* _RECORD EXTRACTS_
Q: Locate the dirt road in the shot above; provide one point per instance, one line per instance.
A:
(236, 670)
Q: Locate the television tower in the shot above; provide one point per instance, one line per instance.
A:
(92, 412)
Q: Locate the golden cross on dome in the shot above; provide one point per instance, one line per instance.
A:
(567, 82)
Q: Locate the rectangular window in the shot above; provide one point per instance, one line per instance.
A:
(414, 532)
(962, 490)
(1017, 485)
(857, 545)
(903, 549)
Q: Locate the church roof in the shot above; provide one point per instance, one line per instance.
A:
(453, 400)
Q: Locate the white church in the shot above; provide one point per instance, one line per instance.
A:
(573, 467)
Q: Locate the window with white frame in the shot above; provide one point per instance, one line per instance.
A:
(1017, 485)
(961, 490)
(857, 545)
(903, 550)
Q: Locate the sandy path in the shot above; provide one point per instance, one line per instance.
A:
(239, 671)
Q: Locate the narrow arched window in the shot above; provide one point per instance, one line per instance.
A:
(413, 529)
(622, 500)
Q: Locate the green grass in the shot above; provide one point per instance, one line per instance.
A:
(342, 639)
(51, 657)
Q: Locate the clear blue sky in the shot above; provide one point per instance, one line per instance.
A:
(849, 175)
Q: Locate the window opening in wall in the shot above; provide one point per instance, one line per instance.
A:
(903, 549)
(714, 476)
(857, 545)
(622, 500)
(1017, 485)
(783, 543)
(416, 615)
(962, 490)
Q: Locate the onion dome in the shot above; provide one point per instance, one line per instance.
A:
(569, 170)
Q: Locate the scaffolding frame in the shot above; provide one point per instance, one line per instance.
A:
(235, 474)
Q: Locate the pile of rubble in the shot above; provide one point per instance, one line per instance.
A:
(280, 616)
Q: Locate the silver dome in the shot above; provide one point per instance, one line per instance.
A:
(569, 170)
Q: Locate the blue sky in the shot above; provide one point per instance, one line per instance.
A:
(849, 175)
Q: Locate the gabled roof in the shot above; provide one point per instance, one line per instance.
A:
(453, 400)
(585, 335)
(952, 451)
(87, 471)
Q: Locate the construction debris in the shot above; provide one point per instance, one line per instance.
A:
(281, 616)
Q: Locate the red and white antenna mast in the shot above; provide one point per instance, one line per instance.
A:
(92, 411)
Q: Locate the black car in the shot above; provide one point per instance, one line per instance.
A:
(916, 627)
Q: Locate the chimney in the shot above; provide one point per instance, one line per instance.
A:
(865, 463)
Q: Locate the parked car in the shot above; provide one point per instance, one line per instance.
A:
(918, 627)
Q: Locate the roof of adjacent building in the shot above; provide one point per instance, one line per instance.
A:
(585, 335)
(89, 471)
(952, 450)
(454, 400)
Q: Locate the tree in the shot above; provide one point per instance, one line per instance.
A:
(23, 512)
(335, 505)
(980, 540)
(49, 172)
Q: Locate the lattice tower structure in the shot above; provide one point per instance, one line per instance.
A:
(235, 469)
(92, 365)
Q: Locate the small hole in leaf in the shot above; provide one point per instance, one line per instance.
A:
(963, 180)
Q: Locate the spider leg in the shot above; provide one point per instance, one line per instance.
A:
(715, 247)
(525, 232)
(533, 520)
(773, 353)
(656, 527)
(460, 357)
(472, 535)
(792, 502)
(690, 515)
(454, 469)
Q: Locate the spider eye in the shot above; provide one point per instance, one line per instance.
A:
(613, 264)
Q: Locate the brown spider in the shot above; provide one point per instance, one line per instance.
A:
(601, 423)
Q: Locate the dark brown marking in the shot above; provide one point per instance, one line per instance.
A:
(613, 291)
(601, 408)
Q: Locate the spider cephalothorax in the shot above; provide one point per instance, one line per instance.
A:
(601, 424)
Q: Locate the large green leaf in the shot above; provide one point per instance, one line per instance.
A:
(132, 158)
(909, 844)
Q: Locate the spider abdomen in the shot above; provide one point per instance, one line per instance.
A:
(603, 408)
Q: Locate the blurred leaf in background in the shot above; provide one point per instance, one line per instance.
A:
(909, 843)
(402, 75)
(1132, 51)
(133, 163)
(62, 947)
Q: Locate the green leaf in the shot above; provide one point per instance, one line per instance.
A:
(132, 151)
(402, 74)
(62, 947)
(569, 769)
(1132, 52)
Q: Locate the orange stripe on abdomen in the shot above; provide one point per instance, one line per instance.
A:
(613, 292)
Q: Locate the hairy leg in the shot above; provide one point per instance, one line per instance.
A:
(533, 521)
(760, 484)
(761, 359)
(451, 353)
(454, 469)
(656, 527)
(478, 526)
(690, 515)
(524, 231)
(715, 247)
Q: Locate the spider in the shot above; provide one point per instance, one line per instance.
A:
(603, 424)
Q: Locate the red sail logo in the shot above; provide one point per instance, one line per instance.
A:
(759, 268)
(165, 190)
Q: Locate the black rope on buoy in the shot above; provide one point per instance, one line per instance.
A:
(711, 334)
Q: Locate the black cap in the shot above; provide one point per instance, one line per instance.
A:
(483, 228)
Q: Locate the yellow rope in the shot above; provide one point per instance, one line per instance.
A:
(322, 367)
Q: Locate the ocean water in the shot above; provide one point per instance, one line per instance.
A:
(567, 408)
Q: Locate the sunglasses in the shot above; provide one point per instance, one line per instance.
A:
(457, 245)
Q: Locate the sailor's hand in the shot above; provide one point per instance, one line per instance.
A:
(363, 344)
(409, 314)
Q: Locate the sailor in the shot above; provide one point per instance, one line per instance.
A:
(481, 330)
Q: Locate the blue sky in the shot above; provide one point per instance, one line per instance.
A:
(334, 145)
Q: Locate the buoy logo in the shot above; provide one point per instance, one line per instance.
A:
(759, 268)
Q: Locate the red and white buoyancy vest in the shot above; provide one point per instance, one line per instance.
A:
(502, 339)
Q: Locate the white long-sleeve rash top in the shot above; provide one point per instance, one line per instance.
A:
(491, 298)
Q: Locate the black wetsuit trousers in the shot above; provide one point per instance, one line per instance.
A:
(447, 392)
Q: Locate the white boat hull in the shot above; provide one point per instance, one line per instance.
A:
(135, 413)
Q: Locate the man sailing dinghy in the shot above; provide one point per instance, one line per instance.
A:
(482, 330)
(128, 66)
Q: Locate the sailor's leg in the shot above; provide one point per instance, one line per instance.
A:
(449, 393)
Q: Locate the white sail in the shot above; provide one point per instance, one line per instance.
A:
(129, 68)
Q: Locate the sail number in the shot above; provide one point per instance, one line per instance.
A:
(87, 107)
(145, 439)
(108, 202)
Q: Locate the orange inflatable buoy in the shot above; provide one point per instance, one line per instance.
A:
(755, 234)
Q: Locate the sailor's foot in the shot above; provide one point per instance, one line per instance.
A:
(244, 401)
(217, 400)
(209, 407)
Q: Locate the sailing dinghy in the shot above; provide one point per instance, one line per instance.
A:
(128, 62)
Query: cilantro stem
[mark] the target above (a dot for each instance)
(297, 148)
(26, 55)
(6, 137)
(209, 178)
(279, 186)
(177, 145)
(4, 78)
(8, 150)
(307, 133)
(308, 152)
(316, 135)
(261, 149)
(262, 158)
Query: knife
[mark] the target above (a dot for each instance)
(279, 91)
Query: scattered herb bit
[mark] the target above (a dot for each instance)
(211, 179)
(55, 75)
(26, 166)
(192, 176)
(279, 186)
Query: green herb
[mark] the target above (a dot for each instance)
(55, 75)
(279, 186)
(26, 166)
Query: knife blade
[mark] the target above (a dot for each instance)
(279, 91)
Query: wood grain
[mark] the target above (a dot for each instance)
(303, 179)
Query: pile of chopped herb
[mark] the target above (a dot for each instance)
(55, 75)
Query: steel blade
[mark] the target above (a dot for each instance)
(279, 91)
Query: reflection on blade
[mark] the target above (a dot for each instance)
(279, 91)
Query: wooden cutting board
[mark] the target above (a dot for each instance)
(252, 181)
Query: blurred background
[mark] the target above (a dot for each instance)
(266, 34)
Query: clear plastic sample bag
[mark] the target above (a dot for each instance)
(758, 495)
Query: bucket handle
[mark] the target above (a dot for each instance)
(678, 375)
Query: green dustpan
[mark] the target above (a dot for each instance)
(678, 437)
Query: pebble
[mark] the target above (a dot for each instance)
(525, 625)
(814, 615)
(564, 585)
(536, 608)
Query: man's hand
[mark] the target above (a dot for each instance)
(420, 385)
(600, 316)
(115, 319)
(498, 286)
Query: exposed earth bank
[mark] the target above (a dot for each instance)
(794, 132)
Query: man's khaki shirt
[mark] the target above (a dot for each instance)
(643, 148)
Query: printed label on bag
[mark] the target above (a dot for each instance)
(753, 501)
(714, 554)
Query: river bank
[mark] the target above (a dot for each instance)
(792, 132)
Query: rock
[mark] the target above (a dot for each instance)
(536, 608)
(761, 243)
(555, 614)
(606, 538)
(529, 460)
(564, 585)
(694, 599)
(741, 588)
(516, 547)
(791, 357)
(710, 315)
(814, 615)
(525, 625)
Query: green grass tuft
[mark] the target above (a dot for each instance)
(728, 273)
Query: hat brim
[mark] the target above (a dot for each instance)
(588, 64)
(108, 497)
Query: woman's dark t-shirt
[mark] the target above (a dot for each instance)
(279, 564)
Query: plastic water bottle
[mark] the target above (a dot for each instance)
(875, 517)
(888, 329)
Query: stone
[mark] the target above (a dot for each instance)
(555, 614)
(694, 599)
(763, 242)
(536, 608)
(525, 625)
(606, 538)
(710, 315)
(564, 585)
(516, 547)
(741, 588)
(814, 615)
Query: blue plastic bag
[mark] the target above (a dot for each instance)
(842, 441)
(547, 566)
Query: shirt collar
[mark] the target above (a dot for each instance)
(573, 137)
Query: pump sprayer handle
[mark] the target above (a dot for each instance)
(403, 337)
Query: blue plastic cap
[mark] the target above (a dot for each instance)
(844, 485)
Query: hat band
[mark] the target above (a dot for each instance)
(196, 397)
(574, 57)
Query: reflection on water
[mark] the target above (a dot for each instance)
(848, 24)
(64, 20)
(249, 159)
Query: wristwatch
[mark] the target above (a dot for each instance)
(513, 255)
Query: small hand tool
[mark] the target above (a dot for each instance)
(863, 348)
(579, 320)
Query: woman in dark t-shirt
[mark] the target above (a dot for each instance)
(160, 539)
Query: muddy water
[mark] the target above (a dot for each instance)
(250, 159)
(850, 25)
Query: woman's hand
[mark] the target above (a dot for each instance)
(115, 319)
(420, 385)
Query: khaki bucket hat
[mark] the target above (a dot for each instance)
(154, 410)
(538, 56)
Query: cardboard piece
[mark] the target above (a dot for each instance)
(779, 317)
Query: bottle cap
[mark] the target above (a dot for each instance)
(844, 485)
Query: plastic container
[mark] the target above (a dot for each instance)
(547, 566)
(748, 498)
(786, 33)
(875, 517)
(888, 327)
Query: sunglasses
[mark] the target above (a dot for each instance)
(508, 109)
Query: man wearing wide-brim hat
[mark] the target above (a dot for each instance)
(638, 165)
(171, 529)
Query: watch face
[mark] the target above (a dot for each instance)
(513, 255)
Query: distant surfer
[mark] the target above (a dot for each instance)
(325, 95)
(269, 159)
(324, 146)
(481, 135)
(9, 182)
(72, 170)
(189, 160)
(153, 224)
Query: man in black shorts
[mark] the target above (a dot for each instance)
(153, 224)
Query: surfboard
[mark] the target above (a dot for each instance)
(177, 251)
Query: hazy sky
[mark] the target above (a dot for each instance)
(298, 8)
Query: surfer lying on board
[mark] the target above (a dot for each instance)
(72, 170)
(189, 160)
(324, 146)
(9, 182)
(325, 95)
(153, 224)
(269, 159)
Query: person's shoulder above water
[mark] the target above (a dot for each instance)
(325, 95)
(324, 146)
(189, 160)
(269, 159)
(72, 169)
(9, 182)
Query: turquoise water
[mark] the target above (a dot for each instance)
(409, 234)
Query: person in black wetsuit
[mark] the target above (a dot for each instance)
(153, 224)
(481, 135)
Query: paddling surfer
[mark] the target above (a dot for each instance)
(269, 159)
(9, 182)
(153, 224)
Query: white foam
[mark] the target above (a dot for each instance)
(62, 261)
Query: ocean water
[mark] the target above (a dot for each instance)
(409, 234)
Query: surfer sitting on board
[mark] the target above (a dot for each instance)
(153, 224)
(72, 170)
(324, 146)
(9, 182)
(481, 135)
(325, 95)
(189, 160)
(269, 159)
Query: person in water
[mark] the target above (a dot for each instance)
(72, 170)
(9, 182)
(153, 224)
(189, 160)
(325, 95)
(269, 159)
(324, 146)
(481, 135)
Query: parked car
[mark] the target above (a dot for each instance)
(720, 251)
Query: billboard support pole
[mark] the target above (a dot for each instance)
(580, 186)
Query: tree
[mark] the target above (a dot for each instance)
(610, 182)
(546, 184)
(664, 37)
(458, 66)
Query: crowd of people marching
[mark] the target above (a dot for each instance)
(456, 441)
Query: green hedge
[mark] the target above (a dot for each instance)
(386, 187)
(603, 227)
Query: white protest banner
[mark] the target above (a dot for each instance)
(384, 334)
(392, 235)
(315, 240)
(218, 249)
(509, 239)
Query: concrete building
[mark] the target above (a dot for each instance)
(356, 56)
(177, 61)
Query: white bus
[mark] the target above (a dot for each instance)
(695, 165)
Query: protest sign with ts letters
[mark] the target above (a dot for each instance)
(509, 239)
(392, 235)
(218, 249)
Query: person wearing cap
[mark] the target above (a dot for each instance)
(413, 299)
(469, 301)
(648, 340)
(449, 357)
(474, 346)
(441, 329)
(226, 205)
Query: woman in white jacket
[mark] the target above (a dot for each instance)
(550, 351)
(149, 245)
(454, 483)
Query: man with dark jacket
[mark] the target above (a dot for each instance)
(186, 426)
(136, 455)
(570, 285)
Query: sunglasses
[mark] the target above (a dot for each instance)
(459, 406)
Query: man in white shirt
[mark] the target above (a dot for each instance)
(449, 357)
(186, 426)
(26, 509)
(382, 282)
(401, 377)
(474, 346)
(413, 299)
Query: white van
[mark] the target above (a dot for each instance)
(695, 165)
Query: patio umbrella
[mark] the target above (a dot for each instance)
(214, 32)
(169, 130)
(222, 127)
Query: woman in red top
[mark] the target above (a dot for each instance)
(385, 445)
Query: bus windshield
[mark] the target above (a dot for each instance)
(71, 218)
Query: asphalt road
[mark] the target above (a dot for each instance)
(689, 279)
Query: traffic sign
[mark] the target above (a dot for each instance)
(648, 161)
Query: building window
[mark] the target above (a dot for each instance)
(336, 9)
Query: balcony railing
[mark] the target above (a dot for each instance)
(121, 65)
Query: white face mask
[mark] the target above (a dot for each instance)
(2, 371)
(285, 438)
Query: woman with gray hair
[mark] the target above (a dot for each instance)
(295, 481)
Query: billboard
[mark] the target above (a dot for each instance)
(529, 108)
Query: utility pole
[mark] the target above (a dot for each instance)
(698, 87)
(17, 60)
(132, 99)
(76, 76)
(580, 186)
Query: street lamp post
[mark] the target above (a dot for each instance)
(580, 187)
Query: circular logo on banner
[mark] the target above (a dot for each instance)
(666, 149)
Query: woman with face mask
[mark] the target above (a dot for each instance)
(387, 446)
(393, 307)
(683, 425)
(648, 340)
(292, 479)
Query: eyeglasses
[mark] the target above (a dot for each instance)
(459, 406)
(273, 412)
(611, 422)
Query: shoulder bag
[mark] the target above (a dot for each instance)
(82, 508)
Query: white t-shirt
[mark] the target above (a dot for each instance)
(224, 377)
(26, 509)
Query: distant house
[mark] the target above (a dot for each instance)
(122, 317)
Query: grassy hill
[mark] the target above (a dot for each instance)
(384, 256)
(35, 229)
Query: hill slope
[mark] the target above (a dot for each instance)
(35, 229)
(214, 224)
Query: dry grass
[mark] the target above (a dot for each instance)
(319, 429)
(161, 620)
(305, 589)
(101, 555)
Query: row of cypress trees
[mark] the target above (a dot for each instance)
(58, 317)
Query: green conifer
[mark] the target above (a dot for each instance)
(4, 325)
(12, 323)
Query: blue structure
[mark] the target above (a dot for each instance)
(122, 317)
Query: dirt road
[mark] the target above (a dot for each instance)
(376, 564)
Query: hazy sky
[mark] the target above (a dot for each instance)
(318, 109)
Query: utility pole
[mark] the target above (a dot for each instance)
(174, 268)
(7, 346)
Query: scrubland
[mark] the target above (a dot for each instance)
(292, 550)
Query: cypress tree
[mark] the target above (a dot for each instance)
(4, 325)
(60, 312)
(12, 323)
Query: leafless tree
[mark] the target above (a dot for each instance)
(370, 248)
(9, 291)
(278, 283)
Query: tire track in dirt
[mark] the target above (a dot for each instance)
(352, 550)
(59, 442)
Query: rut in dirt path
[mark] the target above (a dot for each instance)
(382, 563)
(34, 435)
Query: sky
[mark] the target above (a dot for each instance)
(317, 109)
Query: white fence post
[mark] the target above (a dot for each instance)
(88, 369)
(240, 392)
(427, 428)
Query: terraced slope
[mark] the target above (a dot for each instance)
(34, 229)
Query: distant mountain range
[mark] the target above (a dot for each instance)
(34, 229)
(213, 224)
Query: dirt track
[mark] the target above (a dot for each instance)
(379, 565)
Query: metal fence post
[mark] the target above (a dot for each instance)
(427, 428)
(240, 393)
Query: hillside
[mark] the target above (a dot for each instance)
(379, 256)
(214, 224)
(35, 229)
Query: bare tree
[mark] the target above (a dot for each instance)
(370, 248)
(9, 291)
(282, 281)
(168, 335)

* _DIRECTION_
Take the lines beginning with the one that contains "Query: white fence post" and ending with the last of the rows, and write them out again with every "fence post" changed to "fence pole" and nothing else altered.

* _RESULT BELOW_
Query: white fence pole
[mark] the target above (a dot for each instance)
(88, 369)
(240, 392)
(427, 428)
Query: terraced slope
[mark] the target above (a dot for each instance)
(34, 229)
Query: distant mountain range
[mark] the target above (a dot for each instance)
(34, 229)
(213, 224)
Query: dirt track
[mark] the target above (a dot for each instance)
(379, 565)
Query: metal fence pole
[mark] the target above (a dot for each instance)
(427, 428)
(240, 393)
Query: hillside
[mark] the target above (a dot for each instance)
(379, 256)
(214, 224)
(35, 229)
Query: bare tree
[mark] the target above (a dot for each instance)
(370, 248)
(9, 291)
(282, 281)
(168, 335)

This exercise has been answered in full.